_The exercise_
Copy the material between the lines holding "the green foliage" and "<point>66,39</point>", inclusive, swapping "keypoint" for "marker" and changing nothing else.
━━━━━━━━━━━━━━━━━━━━━━━━━━━━━━
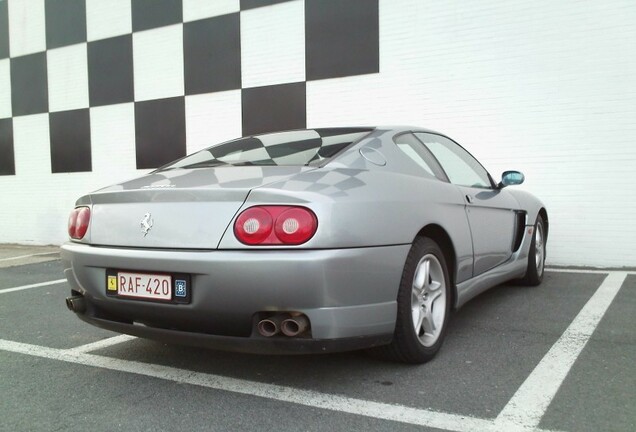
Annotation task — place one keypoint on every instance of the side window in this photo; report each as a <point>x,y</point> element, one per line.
<point>414,150</point>
<point>460,167</point>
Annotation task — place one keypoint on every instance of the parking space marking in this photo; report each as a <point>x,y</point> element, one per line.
<point>532,399</point>
<point>104,343</point>
<point>588,271</point>
<point>343,404</point>
<point>27,256</point>
<point>37,285</point>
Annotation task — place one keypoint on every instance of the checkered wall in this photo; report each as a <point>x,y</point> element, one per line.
<point>177,69</point>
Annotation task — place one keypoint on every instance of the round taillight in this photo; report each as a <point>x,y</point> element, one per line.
<point>253,226</point>
<point>275,225</point>
<point>78,222</point>
<point>295,225</point>
<point>72,219</point>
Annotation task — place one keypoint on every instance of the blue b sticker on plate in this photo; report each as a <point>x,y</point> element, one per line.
<point>180,288</point>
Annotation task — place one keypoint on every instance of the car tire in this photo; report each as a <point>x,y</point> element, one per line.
<point>536,255</point>
<point>423,305</point>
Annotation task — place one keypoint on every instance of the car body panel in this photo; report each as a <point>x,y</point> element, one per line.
<point>371,201</point>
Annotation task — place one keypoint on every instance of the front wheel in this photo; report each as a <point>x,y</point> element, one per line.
<point>536,255</point>
<point>424,302</point>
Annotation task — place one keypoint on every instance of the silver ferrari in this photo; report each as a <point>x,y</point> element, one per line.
<point>304,241</point>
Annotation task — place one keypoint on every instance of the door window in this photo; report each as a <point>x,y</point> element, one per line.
<point>460,167</point>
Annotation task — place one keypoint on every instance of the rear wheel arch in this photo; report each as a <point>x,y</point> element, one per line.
<point>441,237</point>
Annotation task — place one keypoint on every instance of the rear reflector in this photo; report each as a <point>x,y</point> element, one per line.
<point>275,225</point>
<point>78,222</point>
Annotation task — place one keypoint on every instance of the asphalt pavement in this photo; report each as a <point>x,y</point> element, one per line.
<point>558,357</point>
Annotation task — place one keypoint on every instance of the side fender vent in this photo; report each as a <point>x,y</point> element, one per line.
<point>520,228</point>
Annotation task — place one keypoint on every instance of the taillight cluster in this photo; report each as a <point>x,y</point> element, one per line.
<point>275,225</point>
<point>78,222</point>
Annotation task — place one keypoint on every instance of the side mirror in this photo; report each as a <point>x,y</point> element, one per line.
<point>511,178</point>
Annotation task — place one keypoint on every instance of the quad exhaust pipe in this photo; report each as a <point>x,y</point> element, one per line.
<point>290,325</point>
<point>76,304</point>
<point>294,326</point>
<point>271,326</point>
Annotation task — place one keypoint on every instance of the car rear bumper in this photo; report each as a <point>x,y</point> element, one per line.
<point>348,295</point>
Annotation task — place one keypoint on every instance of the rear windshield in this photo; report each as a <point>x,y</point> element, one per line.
<point>293,148</point>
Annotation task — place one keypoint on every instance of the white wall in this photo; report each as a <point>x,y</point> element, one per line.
<point>545,87</point>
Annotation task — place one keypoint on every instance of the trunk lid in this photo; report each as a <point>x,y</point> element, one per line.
<point>177,209</point>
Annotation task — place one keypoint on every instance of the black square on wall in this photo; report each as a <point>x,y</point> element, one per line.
<point>7,159</point>
<point>110,71</point>
<point>251,4</point>
<point>159,131</point>
<point>4,30</point>
<point>342,38</point>
<point>29,87</point>
<point>212,54</point>
<point>65,22</point>
<point>274,108</point>
<point>147,14</point>
<point>70,141</point>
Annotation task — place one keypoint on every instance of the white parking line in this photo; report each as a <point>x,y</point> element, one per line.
<point>530,402</point>
<point>377,410</point>
<point>522,413</point>
<point>7,290</point>
<point>27,256</point>
<point>587,271</point>
<point>104,343</point>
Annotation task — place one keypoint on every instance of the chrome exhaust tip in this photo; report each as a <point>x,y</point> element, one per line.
<point>271,326</point>
<point>76,304</point>
<point>295,325</point>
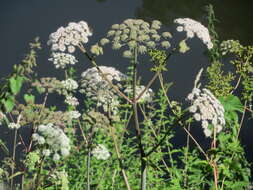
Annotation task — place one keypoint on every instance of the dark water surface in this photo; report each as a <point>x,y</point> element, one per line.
<point>22,20</point>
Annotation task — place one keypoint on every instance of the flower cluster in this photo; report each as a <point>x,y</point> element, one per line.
<point>72,101</point>
<point>67,38</point>
<point>70,84</point>
<point>230,46</point>
<point>53,139</point>
<point>192,27</point>
<point>96,88</point>
<point>136,34</point>
<point>207,109</point>
<point>146,97</point>
<point>74,114</point>
<point>13,126</point>
<point>61,60</point>
<point>2,116</point>
<point>100,152</point>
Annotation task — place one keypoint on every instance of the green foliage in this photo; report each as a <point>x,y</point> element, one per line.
<point>183,47</point>
<point>139,138</point>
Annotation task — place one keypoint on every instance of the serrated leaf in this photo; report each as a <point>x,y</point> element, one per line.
<point>8,103</point>
<point>231,103</point>
<point>4,147</point>
<point>183,47</point>
<point>16,84</point>
<point>29,98</point>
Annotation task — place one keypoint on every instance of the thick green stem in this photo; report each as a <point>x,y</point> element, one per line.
<point>13,157</point>
<point>137,127</point>
<point>88,169</point>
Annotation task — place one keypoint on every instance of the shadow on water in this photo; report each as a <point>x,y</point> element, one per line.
<point>20,21</point>
<point>235,17</point>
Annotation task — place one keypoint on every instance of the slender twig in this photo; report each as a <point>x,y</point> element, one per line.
<point>186,157</point>
<point>243,115</point>
<point>237,84</point>
<point>147,87</point>
<point>119,157</point>
<point>103,75</point>
<point>137,127</point>
<point>37,182</point>
<point>198,145</point>
<point>88,169</point>
<point>213,162</point>
<point>13,156</point>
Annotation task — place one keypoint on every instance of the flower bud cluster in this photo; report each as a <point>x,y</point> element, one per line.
<point>2,116</point>
<point>74,114</point>
<point>100,152</point>
<point>192,28</point>
<point>97,89</point>
<point>13,126</point>
<point>53,139</point>
<point>72,101</point>
<point>70,84</point>
<point>61,60</point>
<point>136,34</point>
<point>230,46</point>
<point>207,109</point>
<point>66,39</point>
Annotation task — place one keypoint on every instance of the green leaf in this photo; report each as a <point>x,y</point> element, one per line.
<point>250,69</point>
<point>16,84</point>
<point>4,147</point>
<point>183,47</point>
<point>8,103</point>
<point>29,98</point>
<point>16,174</point>
<point>231,103</point>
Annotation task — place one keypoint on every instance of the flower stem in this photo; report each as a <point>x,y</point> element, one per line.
<point>13,156</point>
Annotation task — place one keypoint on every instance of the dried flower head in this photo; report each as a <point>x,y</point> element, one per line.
<point>96,88</point>
<point>62,60</point>
<point>54,138</point>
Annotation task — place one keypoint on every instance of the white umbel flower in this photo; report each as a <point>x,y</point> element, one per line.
<point>61,60</point>
<point>70,84</point>
<point>101,152</point>
<point>74,114</point>
<point>146,97</point>
<point>207,109</point>
<point>55,139</point>
<point>136,33</point>
<point>67,38</point>
<point>72,101</point>
<point>192,28</point>
<point>13,125</point>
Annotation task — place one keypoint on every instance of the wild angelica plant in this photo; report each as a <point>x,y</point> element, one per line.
<point>123,138</point>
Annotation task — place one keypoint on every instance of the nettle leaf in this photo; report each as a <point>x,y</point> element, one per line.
<point>16,84</point>
<point>183,47</point>
<point>8,103</point>
<point>231,103</point>
<point>29,98</point>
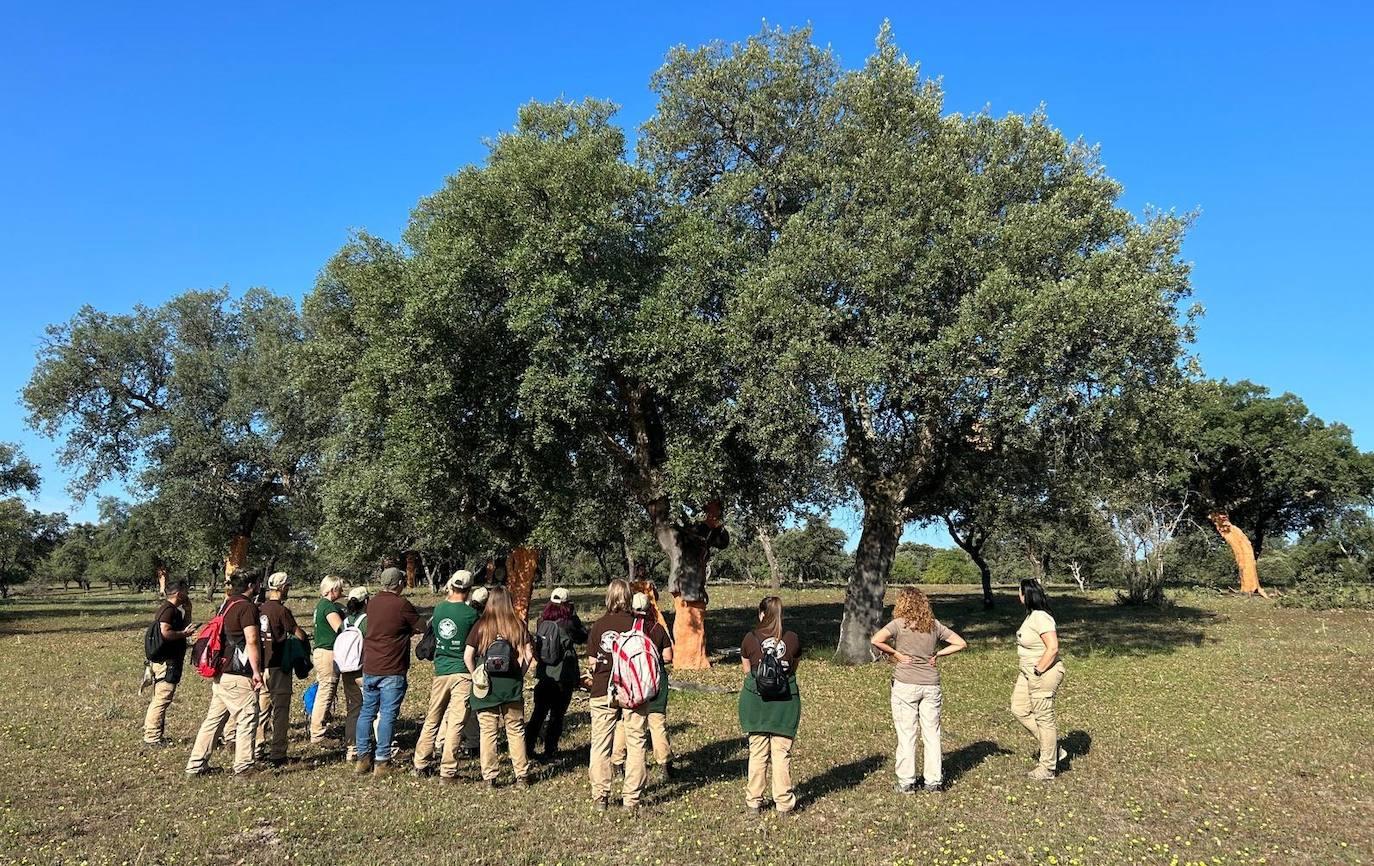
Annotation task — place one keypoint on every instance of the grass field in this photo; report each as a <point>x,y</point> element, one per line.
<point>1222,730</point>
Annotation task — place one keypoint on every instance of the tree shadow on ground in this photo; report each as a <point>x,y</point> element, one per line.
━━━━━━━━━━━━━━━━━━━━━━━━━━━━━━
_Response to the task_
Annotation task — place one marker on every instance of the green foliage in this photo; report each as a <point>x,y</point> element, one per line.
<point>183,47</point>
<point>139,138</point>
Annotation task — place one marker on every instance of the serrated leaf in this photo; report each as a <point>x,y</point> element, one per line.
<point>8,103</point>
<point>231,103</point>
<point>4,147</point>
<point>183,47</point>
<point>16,84</point>
<point>29,98</point>
Annotation task — place one marker on every instance of the thick green stem in this photo; report each as a <point>x,y</point> element, one per line.
<point>13,157</point>
<point>137,127</point>
<point>88,169</point>
Annotation task — place one marker on every instance of the shadow on water in this photo; report each as a <point>x,y</point> element, one per line.
<point>20,21</point>
<point>235,17</point>
Annotation task — place one marker on every instance of the slender twig in this photo; report each as a <point>x,y</point> element, one per line.
<point>186,157</point>
<point>243,115</point>
<point>237,84</point>
<point>147,87</point>
<point>119,157</point>
<point>103,75</point>
<point>137,127</point>
<point>37,182</point>
<point>198,145</point>
<point>88,169</point>
<point>213,162</point>
<point>13,156</point>
Annotation task — place one marker on every instance of the flower bud cluster in this photo; report each as a <point>x,y</point> element, one per line.
<point>2,116</point>
<point>74,114</point>
<point>100,152</point>
<point>192,28</point>
<point>97,89</point>
<point>13,126</point>
<point>53,139</point>
<point>72,101</point>
<point>70,84</point>
<point>61,60</point>
<point>136,34</point>
<point>230,46</point>
<point>207,109</point>
<point>66,39</point>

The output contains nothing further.